PROBLEM REQUIREMENTS - Please scale the entries below by copying every line, requests included, and multiplying each point coordinate in the answers by 1.9, rounding to the nearest whole number with halves going up. Leave the numbers in the requests and their format samples unchanged.

---------- RECORDS FOR THIS TASK ----------

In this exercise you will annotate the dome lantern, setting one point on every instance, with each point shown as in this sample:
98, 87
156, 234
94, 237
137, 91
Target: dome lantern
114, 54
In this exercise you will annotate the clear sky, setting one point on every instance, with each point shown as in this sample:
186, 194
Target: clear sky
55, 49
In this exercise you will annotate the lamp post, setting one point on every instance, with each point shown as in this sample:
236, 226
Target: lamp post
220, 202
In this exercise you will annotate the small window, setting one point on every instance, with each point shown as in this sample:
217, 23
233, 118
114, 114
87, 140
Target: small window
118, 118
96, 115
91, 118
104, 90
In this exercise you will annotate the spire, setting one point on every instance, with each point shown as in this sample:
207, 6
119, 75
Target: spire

----------

WRITTEN SOLUTION -
In this exercise you will annotate the dome lantern, setting one point on every instance, with each point shown as in this sample:
98, 87
156, 234
94, 237
137, 91
Target: dome lantern
217, 103
In this exercise you will annotate the clear sky, setting one point on every instance, with each point shown as in this sample:
186, 194
Target: clear sky
105, 93
In this exercise you will annotate the lamp post, setting one point on every instance, with each point shown as in this sample:
236, 226
Target: lamp post
418, 384
In this exercise you will annotate the small window, setting one point on every instance, with each point shown as in this sample:
217, 23
233, 118
114, 114
87, 140
Target: small window
224, 224
182, 219
173, 224
198, 171
In this exercise you will annotate the spire, setting one point on every instance, with each point shown as in this sample:
207, 6
119, 75
Target: spire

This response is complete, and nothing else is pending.